STATED EXERCISE:
Reproduce the lines below verbatim, all of them, and omit the pictures from your output.

SUPPLIED ENTRIES:
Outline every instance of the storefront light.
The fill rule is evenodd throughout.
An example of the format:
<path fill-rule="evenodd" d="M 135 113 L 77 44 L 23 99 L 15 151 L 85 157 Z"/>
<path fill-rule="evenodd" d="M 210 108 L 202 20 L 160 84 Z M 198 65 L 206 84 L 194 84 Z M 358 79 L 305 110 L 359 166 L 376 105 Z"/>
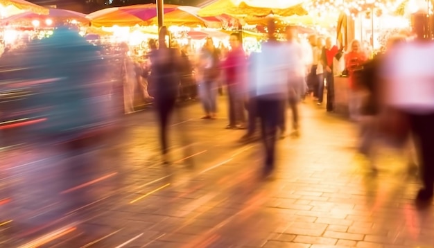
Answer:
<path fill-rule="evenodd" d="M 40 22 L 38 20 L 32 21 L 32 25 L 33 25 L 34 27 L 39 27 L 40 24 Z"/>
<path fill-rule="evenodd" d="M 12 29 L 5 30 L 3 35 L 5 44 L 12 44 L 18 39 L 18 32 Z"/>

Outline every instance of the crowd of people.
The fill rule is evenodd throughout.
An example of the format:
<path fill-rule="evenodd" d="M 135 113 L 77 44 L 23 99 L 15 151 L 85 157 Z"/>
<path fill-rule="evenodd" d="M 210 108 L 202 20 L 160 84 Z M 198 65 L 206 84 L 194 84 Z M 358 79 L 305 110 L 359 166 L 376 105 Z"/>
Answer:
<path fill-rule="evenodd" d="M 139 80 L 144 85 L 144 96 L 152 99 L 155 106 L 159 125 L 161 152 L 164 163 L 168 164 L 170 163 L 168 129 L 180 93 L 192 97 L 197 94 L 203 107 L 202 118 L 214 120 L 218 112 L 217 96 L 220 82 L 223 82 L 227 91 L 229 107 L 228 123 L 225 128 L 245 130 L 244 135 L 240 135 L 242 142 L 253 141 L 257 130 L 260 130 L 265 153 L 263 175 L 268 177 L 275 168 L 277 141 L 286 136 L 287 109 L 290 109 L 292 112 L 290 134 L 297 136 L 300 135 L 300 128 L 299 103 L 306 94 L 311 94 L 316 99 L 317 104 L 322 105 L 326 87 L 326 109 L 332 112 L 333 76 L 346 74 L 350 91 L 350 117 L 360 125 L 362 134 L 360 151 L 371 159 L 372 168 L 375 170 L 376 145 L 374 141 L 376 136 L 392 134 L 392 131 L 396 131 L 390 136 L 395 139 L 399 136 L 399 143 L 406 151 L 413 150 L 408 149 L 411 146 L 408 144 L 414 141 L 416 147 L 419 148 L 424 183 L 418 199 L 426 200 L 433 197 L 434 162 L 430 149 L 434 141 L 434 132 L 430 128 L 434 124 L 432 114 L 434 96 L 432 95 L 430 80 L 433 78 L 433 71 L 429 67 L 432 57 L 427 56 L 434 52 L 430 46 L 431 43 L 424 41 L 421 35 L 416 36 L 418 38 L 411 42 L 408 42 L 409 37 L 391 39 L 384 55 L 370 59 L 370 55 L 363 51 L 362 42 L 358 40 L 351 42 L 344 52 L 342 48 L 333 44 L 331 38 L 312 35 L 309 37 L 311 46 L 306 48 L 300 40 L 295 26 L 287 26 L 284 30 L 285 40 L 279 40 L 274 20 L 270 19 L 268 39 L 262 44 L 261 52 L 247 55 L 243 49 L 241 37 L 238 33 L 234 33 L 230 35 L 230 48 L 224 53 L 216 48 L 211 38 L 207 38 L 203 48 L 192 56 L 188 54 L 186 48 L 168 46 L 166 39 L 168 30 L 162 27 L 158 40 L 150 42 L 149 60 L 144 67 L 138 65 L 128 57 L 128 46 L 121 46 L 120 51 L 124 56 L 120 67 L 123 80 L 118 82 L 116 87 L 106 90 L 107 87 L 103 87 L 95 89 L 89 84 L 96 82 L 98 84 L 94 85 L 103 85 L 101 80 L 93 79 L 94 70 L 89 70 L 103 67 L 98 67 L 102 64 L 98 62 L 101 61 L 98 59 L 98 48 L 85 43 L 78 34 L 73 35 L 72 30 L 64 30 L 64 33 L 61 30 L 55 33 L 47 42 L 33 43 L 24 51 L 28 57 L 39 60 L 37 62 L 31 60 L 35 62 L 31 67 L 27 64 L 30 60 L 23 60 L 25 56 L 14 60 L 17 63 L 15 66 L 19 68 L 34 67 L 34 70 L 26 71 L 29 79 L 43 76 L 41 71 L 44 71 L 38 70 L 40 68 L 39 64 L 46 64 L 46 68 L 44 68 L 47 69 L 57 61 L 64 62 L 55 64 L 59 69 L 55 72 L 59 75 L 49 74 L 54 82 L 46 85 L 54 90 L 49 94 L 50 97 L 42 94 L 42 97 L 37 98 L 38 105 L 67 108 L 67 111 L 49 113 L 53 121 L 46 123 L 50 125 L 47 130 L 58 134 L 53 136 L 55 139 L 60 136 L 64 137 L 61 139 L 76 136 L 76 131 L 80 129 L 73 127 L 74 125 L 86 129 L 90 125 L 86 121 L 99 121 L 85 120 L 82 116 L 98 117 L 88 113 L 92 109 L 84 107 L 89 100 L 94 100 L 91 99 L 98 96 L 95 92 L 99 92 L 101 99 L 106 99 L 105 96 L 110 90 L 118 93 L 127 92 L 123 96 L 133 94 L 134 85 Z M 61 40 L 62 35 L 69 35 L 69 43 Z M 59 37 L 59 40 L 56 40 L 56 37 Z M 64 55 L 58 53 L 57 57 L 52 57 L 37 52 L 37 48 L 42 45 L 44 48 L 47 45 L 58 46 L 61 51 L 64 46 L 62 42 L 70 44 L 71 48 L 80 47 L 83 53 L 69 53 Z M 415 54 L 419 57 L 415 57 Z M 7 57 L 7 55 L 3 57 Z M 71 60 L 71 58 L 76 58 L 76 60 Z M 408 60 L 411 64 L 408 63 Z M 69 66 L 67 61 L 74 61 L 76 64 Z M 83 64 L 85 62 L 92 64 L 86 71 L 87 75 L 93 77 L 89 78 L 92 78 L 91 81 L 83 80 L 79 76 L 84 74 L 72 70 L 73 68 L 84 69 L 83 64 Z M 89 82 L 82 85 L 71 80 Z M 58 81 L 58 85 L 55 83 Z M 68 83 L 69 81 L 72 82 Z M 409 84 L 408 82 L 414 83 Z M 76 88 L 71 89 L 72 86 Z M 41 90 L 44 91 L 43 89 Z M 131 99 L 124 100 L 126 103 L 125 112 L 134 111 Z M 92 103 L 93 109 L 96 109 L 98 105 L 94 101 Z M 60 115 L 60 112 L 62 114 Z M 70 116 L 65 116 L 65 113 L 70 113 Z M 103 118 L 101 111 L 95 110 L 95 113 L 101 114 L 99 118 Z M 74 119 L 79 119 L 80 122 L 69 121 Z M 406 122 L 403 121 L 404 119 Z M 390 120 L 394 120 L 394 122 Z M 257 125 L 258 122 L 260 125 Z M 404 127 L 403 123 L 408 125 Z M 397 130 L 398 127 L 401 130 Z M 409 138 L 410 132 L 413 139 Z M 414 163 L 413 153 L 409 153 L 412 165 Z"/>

REPLY TO THE EXERCISE:
Outline every instance of the storefront light.
The fill rule is evenodd throughout.
An example of the format:
<path fill-rule="evenodd" d="M 135 113 L 77 44 L 23 99 L 15 151 L 85 157 Z"/>
<path fill-rule="evenodd" d="M 210 108 L 202 20 L 160 84 Z M 198 65 L 206 84 L 194 84 Z M 358 79 L 305 110 L 359 166 L 376 105 Z"/>
Answer:
<path fill-rule="evenodd" d="M 40 22 L 38 20 L 32 21 L 32 25 L 33 25 L 34 27 L 39 27 L 40 24 Z"/>
<path fill-rule="evenodd" d="M 12 29 L 5 30 L 3 35 L 5 44 L 12 44 L 18 39 L 18 32 Z"/>

Outline every instance of the crowd of people.
The fill rule is evenodd throughout.
An example of the format:
<path fill-rule="evenodd" d="M 135 113 L 77 44 L 23 99 L 15 151 L 85 157 Z"/>
<path fill-rule="evenodd" d="M 210 108 L 202 20 L 160 84 Z M 198 65 L 206 84 L 194 84 Z M 358 79 L 305 110 L 359 166 L 376 105 Z"/>
Answer:
<path fill-rule="evenodd" d="M 139 80 L 144 85 L 144 96 L 152 99 L 155 106 L 159 125 L 161 152 L 164 163 L 168 164 L 170 163 L 168 129 L 180 93 L 192 97 L 197 94 L 203 107 L 202 118 L 214 120 L 218 112 L 217 96 L 220 82 L 223 82 L 227 91 L 229 107 L 228 123 L 225 128 L 245 130 L 244 135 L 240 135 L 242 142 L 253 141 L 257 130 L 260 130 L 265 153 L 263 175 L 268 177 L 275 168 L 277 141 L 286 136 L 287 109 L 290 109 L 292 112 L 290 134 L 297 136 L 300 135 L 300 128 L 299 103 L 306 94 L 311 94 L 316 99 L 317 104 L 322 105 L 326 87 L 326 109 L 332 112 L 333 76 L 346 74 L 350 91 L 350 117 L 360 125 L 362 134 L 360 151 L 371 159 L 372 168 L 375 170 L 376 145 L 374 141 L 376 136 L 392 134 L 392 131 L 396 131 L 390 136 L 395 139 L 399 136 L 399 143 L 406 151 L 413 150 L 408 149 L 411 146 L 408 144 L 414 141 L 416 147 L 419 148 L 424 183 L 418 199 L 426 200 L 433 197 L 434 162 L 430 149 L 434 141 L 434 132 L 430 128 L 434 124 L 432 114 L 434 96 L 432 95 L 430 80 L 433 78 L 433 71 L 429 67 L 432 57 L 427 56 L 434 52 L 430 46 L 431 43 L 424 41 L 421 35 L 416 36 L 418 38 L 411 42 L 408 42 L 409 37 L 391 39 L 384 55 L 370 59 L 370 55 L 363 51 L 362 42 L 358 40 L 351 42 L 344 52 L 342 48 L 333 44 L 331 38 L 312 35 L 309 37 L 311 46 L 306 48 L 300 40 L 295 26 L 287 26 L 284 30 L 285 40 L 279 40 L 274 20 L 270 19 L 268 39 L 262 44 L 261 52 L 247 55 L 243 49 L 241 37 L 238 33 L 234 33 L 230 35 L 230 48 L 224 53 L 216 48 L 211 38 L 207 38 L 203 48 L 192 56 L 188 54 L 186 48 L 168 46 L 166 39 L 168 30 L 162 27 L 158 40 L 150 42 L 149 60 L 144 67 L 138 65 L 128 57 L 128 46 L 121 46 L 120 51 L 124 56 L 120 67 L 123 80 L 118 82 L 116 87 L 106 90 L 107 87 L 103 87 L 95 89 L 89 84 L 96 82 L 98 84 L 94 85 L 103 85 L 101 80 L 93 79 L 94 70 L 89 70 L 103 67 L 98 67 L 102 64 L 98 62 L 101 61 L 98 59 L 98 48 L 85 43 L 78 34 L 73 35 L 72 30 L 64 30 L 64 33 L 61 30 L 55 33 L 47 42 L 33 43 L 24 51 L 28 57 L 39 60 L 37 62 L 31 60 L 35 62 L 31 67 L 27 64 L 30 60 L 23 60 L 25 56 L 14 60 L 17 63 L 15 66 L 19 68 L 34 67 L 34 70 L 26 71 L 29 79 L 43 76 L 41 71 L 44 71 L 38 70 L 40 68 L 39 64 L 46 64 L 46 68 L 44 68 L 47 69 L 57 61 L 64 62 L 55 64 L 59 69 L 55 72 L 59 75 L 49 74 L 54 82 L 46 85 L 54 90 L 49 94 L 50 97 L 42 94 L 42 97 L 37 98 L 38 105 L 67 108 L 67 111 L 49 113 L 53 121 L 46 123 L 50 125 L 47 130 L 58 134 L 53 136 L 55 139 L 60 136 L 64 137 L 61 139 L 76 136 L 76 131 L 80 129 L 73 127 L 74 125 L 86 129 L 90 125 L 86 121 L 99 121 L 85 120 L 82 116 L 98 117 L 88 113 L 92 109 L 84 107 L 89 100 L 94 100 L 91 99 L 98 96 L 95 92 L 99 92 L 101 99 L 106 99 L 105 96 L 110 90 L 118 93 L 127 92 L 123 96 L 133 94 L 134 85 Z M 61 40 L 62 35 L 69 35 L 69 43 Z M 59 37 L 59 40 L 56 40 L 56 37 Z M 64 55 L 58 53 L 57 57 L 52 57 L 37 52 L 37 48 L 42 45 L 44 48 L 47 45 L 58 46 L 61 51 L 64 46 L 62 42 L 70 44 L 71 48 L 80 47 L 83 53 L 69 53 Z M 415 54 L 419 57 L 415 57 Z M 7 57 L 7 55 L 3 57 Z M 71 60 L 71 58 L 76 58 L 76 60 Z M 408 60 L 411 64 L 408 63 Z M 69 66 L 67 61 L 74 61 L 76 64 Z M 83 64 L 85 62 L 92 64 L 86 71 L 87 75 L 93 77 L 89 78 L 92 78 L 91 81 L 83 80 L 79 76 L 84 74 L 72 70 L 73 68 L 84 69 L 83 64 Z M 89 82 L 82 85 L 71 80 Z M 58 81 L 58 85 L 55 83 Z M 68 83 L 69 81 L 72 82 Z M 409 84 L 408 82 L 414 83 Z M 76 88 L 71 89 L 72 86 Z M 41 90 L 44 91 L 43 89 Z M 131 99 L 124 100 L 126 103 L 125 112 L 134 111 Z M 92 103 L 93 109 L 96 109 L 98 105 L 94 101 Z M 60 115 L 60 112 L 62 114 Z M 70 116 L 65 116 L 65 113 L 70 113 Z M 103 118 L 101 111 L 95 110 L 95 113 L 101 114 L 99 118 Z M 74 119 L 79 119 L 80 122 L 69 121 Z M 406 122 L 403 121 L 404 119 Z M 390 120 L 394 120 L 394 122 Z M 257 125 L 258 122 L 260 125 Z M 404 127 L 403 123 L 408 125 Z M 397 130 L 398 127 L 401 130 Z M 409 138 L 410 132 L 413 139 Z M 414 163 L 413 153 L 409 153 L 412 165 Z"/>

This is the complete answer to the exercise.